DATA SHOWN:
################

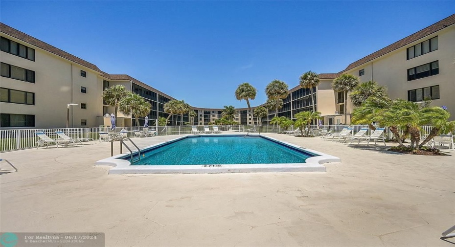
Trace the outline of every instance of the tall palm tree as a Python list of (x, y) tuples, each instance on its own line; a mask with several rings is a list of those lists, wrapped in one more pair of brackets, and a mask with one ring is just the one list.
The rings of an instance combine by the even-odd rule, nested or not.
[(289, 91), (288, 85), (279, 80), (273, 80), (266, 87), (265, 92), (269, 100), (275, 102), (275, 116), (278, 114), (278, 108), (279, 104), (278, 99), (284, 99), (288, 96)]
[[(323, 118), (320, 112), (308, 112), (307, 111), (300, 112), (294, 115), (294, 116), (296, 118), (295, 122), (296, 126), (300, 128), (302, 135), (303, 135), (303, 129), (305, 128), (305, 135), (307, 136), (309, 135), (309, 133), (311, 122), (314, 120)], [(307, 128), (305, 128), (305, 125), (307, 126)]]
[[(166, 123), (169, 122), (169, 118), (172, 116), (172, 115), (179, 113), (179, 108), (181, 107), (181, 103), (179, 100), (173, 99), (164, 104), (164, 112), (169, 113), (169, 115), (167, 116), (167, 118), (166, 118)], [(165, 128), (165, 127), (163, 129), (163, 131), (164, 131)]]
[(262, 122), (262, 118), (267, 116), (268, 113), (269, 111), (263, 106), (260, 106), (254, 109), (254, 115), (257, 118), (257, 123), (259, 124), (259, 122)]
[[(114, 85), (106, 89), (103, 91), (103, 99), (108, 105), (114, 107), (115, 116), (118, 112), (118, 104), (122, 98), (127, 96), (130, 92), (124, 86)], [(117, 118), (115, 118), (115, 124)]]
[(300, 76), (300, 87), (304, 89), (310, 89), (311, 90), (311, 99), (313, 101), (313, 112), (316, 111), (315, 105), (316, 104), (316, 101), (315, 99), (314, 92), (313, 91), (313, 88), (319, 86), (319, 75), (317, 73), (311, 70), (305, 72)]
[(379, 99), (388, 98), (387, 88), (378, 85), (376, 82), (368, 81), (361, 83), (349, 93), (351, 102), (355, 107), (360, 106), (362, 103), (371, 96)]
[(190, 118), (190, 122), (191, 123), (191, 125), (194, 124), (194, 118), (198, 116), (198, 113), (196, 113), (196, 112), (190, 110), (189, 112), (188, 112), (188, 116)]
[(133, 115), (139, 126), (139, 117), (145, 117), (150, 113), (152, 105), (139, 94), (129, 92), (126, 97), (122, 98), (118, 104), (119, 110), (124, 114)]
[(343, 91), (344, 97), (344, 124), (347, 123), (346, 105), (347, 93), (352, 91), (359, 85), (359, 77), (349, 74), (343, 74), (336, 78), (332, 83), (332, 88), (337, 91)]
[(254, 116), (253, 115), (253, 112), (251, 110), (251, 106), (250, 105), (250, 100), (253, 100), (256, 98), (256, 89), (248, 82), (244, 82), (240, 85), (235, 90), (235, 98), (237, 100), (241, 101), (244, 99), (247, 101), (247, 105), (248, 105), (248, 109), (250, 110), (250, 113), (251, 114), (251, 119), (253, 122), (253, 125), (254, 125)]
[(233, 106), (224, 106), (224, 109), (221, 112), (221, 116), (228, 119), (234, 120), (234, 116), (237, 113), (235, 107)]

################

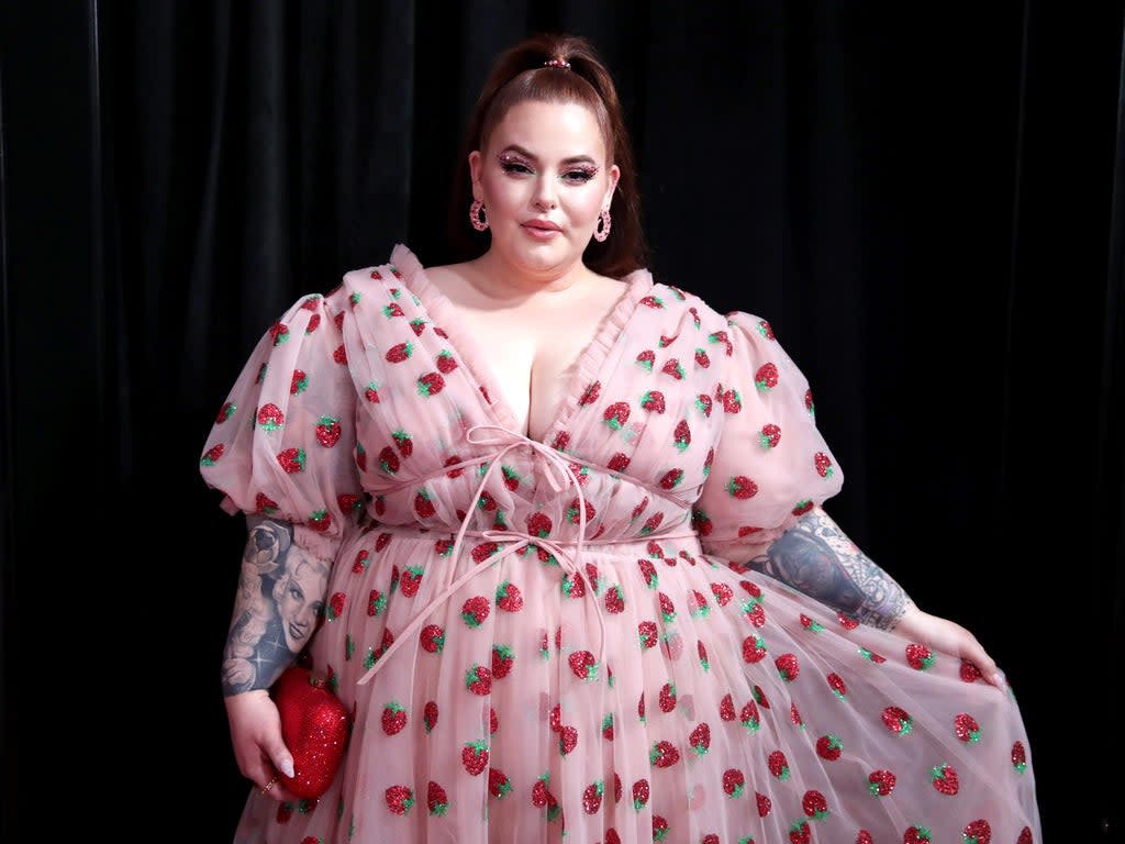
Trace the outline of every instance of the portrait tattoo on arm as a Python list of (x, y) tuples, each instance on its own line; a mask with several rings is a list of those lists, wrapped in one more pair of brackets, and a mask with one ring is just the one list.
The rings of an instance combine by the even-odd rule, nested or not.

################

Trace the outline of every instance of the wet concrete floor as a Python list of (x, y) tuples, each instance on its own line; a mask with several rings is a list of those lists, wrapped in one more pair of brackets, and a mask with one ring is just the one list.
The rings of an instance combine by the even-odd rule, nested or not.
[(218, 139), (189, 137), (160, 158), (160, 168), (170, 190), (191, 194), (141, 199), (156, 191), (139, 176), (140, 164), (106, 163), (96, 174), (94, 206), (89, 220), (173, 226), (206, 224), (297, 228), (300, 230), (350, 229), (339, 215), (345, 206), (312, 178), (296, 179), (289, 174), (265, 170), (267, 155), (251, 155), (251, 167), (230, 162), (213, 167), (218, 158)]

################

STATED TASK: Copy out the lines from the line with "Trace the outline of every instance of the tall" up to and including the line with "99), (288, 96)]", substituting "nonzero winding rule" for "even-odd rule" and leaving everything else unchanged.

WRITTEN ANSWER:
Trace the outline of every instance of the tall palm tree as a Python list of (x, y) tuples, each instance on its own line; a mask with several rings is a list of those lists, wrapped in one more pair of brackets, and a mask with one ring is just the one list.
The rings of an instance combine by the nonzero winding rule, nested or not.
[(289, 91), (288, 85), (279, 80), (273, 80), (266, 87), (265, 92), (269, 100), (275, 102), (275, 116), (278, 114), (278, 108), (279, 104), (278, 99), (284, 99), (288, 96)]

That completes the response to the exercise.